SUPPLIED TEXT =>
-- BEGIN --
EWC offers several different WSP’s, so some of the terms outlined may or may not apply to your Company’s selection. These Terms of Service pertain to EWC’s Month-to-Month WSP and website hosting services. If your Company has any other service

with EWC such as Search Engine Optimization (SEO), your Company must to refer to the agreement your Company was provided upon initiating that service.

1) Definitions

  1. Website Subscription Package (“WSP”): Monthly service plan for a website and hosting of site that may or may not include other services depending on the plan your Company selected.
    1. All-In-One (AIO) – See “All-In-One” section on: https://everythingwebsites.com/websites/ for all included features.
    2. Rent-To-Own (RTO) – See “Rent-to-Own” section on: https://everythingwebsites.com/websites/ for all included features.
    3. Monthly Maintenance (MM) – See “Monthly Maintenance” section on: https://everythingwebsites.com/websites/ for all included features. See section 9.5 for hosting limitations.
-- END --
EXERCISES TO COMPLETE =>
1 - Revise the terms of service starting at the words "EWC offers several" and ending after "initiating that service.", substituting "Annual" for "Month-to-Month".
2 - According to the terms of service, which section covers the hosting limitations of the Monthly Maintenance plan?
The data that follow were taken from a separate source.

SUPPLIED MATERIAL =>
-- BEGIN --
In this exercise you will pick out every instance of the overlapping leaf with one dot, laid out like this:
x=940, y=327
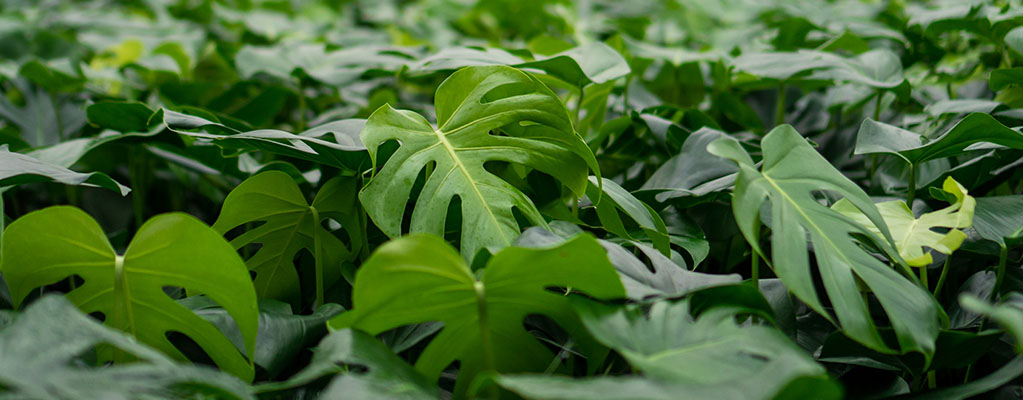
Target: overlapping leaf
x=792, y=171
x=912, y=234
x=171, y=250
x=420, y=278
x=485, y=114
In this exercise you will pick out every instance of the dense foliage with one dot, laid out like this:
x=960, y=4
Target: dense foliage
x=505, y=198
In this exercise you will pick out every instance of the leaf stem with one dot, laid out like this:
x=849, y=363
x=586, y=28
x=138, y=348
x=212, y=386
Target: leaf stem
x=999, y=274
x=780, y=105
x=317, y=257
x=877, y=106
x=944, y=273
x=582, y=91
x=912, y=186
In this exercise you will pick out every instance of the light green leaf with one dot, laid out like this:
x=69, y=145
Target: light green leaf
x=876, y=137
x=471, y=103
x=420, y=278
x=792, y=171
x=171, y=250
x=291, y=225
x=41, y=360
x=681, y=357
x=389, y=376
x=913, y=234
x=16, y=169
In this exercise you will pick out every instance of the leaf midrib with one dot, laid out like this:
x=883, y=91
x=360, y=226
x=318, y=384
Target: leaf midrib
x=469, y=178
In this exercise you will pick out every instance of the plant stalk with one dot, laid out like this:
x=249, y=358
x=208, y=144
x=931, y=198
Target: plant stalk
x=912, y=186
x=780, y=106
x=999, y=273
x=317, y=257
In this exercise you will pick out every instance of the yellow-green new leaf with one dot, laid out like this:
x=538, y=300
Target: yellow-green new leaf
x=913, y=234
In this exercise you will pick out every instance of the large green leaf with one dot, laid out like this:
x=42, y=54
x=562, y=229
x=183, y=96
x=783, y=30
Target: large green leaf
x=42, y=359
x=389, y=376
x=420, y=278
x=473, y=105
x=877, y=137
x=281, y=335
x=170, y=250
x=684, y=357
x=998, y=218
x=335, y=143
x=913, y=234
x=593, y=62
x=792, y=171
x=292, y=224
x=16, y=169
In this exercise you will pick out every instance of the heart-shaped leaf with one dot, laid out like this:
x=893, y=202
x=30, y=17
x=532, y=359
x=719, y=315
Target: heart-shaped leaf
-- END --
WORKED SOLUTIONS =>
1 -
EWC offers several different WSP’s, so some of the terms outlined may or may not apply to your Company’s selection. These Terms of Service pertain to EWC’s Annual WSP and website hosting services. If your Company has any other service

with EWC such as Search Engine Optimization (SEO), your Company must to refer to the agreement your Company was provided upon initiating that service.

2 - Section 9.5